=== TEXTO FUENTE ===
Recordar este acontecimiento de 2003, a Sara Navarro Ramírez le acongoja. La visa no se la concedieron en 2000 y 2002. Por eso su hijo Octavio radicado en Las Vegas, le dijo por teléfono: “mamá, ¿te animas a venir?”. Como estaba muy enojada por la actitud de los gringos no lo pensó dos veces, lanzó el reto de que llegaría allá aunque ellos no lo quisieran.
Le giraron dinero, y temprano el día encaminó sus pasos llevando como principal equipaje una lista cargada de domicilios y teléfonos a donde recurrir. Poco le importó ser una mujer muy nerviosa que requiere siempre la compañía de otra u otras personas. Arribó a Nogales, Sonora, para dirigirse al sitio de teléfonos públicos que previamente le habían indicado que así lo hiciera. Pidió que le comunicaran a cierto número de teléfono de una señora que más tarde pasó al lugar a recogerla.
Permaneció dos días en Nogales. Enseguida le dijeron que la cruzarían por la línea, entonces su arreglo personal fue lo mejor que pudo, incluso con zapatos de tapa. Pero más tarde los “polleros” le indicaron que por la línea no se podría. Entonces lo harían caminando durante una hora. “Ah, dije, una hora yo me la echo. Pero que te cuento, cuando llegamos a la línea había un montón de drogadictos; íbamos cruzando cuando veo que uno de la pandilla sacó una navaja con la intención de amedrentar a los “polleros” para arrebatarles a los migrantes, o sea nosotros”.
===
▸ REQUISITOS DE LA TAREA:
Por favor, extrae literalmente del texto fuente el fragmento entre "Recordar este acontecimiento" y "lugar a recogerla.", ambos incluidos.
=== INFORMACIÓN MOSTRADA ===
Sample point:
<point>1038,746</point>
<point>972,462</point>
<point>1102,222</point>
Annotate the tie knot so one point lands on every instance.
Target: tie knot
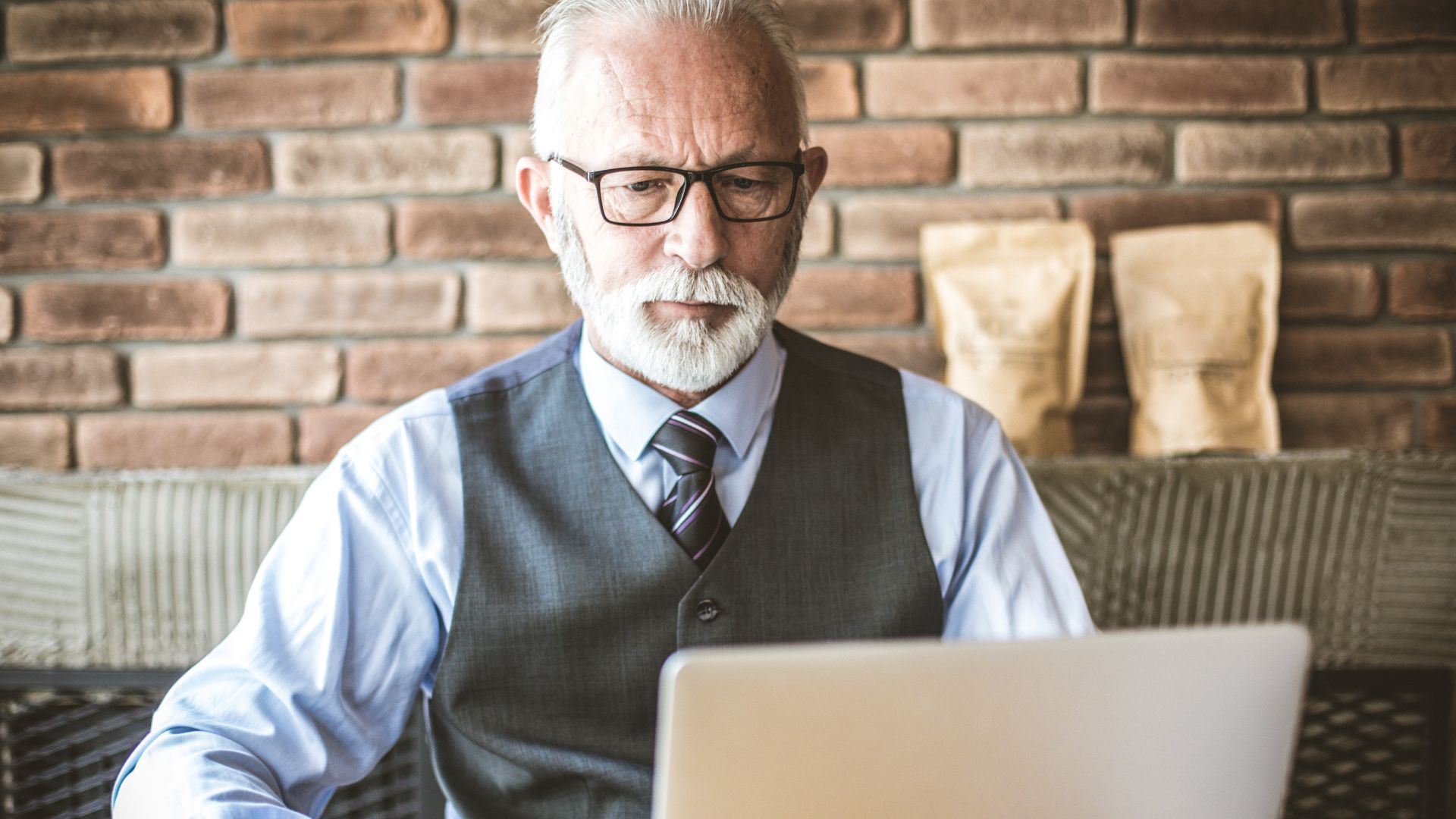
<point>688,442</point>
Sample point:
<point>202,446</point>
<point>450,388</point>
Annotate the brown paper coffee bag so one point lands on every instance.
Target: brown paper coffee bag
<point>1197,314</point>
<point>1011,302</point>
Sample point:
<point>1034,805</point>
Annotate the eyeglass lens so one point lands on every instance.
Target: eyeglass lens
<point>752,191</point>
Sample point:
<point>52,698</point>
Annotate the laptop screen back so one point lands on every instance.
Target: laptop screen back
<point>1188,723</point>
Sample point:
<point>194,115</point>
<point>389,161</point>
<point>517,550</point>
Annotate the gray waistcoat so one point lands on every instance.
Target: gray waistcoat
<point>573,595</point>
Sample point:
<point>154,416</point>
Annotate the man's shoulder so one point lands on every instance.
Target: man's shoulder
<point>519,369</point>
<point>835,359</point>
<point>932,401</point>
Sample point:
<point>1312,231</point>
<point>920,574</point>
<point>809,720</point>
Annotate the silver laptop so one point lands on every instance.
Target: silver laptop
<point>1141,725</point>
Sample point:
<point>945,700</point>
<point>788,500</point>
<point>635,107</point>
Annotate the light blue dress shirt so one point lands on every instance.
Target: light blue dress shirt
<point>350,611</point>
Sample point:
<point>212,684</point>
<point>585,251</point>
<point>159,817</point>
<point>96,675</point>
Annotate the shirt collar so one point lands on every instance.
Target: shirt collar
<point>632,411</point>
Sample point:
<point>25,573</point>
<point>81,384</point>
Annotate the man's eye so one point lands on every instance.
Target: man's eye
<point>644,186</point>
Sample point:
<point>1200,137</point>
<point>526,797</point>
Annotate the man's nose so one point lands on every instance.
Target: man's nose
<point>696,237</point>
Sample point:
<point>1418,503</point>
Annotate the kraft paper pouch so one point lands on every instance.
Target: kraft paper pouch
<point>1011,302</point>
<point>1197,314</point>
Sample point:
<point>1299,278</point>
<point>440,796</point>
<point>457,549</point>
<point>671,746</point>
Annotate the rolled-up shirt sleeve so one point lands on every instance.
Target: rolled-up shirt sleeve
<point>315,682</point>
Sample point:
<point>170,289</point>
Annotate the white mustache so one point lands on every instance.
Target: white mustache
<point>680,283</point>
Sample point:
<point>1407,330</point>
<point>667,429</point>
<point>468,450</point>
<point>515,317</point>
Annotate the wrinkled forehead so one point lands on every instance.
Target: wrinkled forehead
<point>673,95</point>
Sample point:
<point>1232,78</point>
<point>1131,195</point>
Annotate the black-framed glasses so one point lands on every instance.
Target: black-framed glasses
<point>642,196</point>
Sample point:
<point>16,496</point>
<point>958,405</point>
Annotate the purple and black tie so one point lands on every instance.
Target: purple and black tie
<point>692,512</point>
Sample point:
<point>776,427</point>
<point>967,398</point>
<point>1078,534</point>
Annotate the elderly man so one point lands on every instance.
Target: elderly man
<point>530,544</point>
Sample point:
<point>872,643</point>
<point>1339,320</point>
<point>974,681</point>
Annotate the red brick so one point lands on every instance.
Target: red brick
<point>1392,22</point>
<point>283,305</point>
<point>153,441</point>
<point>884,155</point>
<point>71,102</point>
<point>293,96</point>
<point>852,297</point>
<point>832,89</point>
<point>36,442</point>
<point>916,352</point>
<point>159,169</point>
<point>400,371</point>
<point>1101,425</point>
<point>951,24</point>
<point>1141,83</point>
<point>819,232</point>
<point>6,315</point>
<point>52,379</point>
<point>265,30</point>
<point>887,228</point>
<point>1106,369</point>
<point>846,25</point>
<point>1386,82</point>
<point>111,30</point>
<point>114,311</point>
<point>447,93</point>
<point>1373,219</point>
<point>1363,357</point>
<point>322,430</point>
<point>1239,22</point>
<point>514,145</point>
<point>121,240</point>
<point>973,86</point>
<point>1423,290</point>
<point>517,297</point>
<point>1033,155</point>
<point>1429,152</point>
<point>1440,423</point>
<point>235,375</point>
<point>1346,422</point>
<point>1329,290</point>
<point>386,162</point>
<point>443,229</point>
<point>20,172</point>
<point>1111,213</point>
<point>1305,152</point>
<point>281,235</point>
<point>498,27</point>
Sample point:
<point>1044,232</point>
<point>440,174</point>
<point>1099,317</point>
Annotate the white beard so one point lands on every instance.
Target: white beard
<point>682,354</point>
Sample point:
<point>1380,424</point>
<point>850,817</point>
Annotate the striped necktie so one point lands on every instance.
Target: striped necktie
<point>692,512</point>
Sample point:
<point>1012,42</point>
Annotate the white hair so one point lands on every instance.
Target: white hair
<point>564,25</point>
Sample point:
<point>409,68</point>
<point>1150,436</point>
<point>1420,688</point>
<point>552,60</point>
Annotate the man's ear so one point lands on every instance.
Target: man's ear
<point>533,188</point>
<point>816,164</point>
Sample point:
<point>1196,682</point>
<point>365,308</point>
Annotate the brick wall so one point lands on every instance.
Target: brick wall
<point>234,234</point>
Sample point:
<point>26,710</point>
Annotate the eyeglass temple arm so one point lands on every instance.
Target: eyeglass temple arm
<point>576,169</point>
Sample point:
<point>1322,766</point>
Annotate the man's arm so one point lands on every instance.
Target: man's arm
<point>1002,567</point>
<point>315,682</point>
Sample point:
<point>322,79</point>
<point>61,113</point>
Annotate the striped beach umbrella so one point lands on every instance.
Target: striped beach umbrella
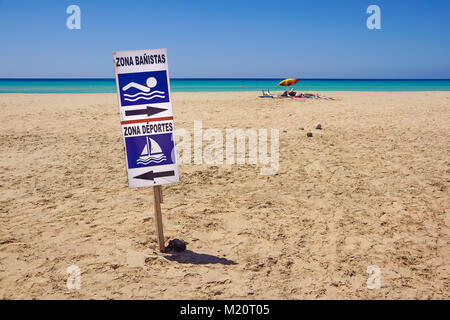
<point>288,82</point>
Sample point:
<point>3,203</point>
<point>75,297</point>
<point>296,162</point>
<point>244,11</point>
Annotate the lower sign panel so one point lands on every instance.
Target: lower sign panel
<point>153,176</point>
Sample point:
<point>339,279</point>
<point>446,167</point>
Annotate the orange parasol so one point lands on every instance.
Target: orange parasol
<point>288,82</point>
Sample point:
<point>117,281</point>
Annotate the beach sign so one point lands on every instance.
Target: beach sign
<point>145,107</point>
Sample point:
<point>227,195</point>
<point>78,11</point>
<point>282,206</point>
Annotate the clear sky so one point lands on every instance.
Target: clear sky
<point>230,39</point>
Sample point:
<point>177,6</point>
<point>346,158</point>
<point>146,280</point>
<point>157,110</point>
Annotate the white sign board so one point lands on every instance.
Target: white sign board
<point>145,107</point>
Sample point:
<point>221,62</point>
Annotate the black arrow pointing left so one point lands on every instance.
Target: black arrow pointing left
<point>149,111</point>
<point>152,175</point>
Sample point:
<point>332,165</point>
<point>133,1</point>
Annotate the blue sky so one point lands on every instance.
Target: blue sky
<point>231,39</point>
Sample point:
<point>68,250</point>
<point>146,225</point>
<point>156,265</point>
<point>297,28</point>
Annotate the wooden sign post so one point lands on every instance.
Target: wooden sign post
<point>157,196</point>
<point>145,108</point>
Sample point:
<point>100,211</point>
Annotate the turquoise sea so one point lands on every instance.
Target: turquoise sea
<point>211,85</point>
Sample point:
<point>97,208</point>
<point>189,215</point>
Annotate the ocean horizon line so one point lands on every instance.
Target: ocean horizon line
<point>108,85</point>
<point>329,79</point>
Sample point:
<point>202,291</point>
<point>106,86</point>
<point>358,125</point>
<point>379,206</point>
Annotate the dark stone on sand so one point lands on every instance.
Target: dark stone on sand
<point>176,245</point>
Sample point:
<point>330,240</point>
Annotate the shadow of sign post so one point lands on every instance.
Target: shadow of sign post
<point>191,257</point>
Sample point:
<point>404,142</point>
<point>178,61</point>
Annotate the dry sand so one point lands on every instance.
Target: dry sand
<point>371,188</point>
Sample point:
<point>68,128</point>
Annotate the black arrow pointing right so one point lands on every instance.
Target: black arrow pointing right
<point>149,111</point>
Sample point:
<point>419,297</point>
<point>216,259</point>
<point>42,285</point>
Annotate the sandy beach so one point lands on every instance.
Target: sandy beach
<point>370,188</point>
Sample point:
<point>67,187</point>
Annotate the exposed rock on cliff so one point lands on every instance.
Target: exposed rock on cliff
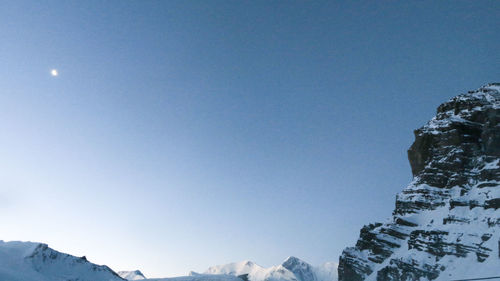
<point>446,224</point>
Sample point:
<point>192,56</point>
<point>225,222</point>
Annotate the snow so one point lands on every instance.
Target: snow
<point>290,270</point>
<point>21,261</point>
<point>131,275</point>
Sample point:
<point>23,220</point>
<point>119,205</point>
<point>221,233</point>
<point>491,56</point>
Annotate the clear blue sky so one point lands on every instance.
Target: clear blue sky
===
▸ LA RESPUESTA:
Recordar este acontecimiento de 2003, a Sara Navarro Ramírez le acongoja. La visa no se la concedieron en 2000 y 2002. Por eso su hijo Octavio radicado en Las Vegas, le dijo por teléfono: “mamá, ¿te animas a venir?”. Como estaba muy enojada por la actitud de los gringos no lo pensó dos veces, lanzó el reto de que llegaría allá aunque ellos no lo quisieran.
Le giraron dinero, y temprano el día encaminó sus pasos llevando como principal equipaje una lista cargada de domicilios y teléfonos a donde recurrir. Poco le importó ser una mujer muy nerviosa que requiere siempre la compañía de otra u otras personas. Arribó a Nogales, Sonora, para dirigirse al sitio de teléfonos públicos que previamente le habían indicado que así lo hiciera. Pidió que le comunicaran a cierto número de teléfono de una señora que más tarde pasó al lugar a recogerla.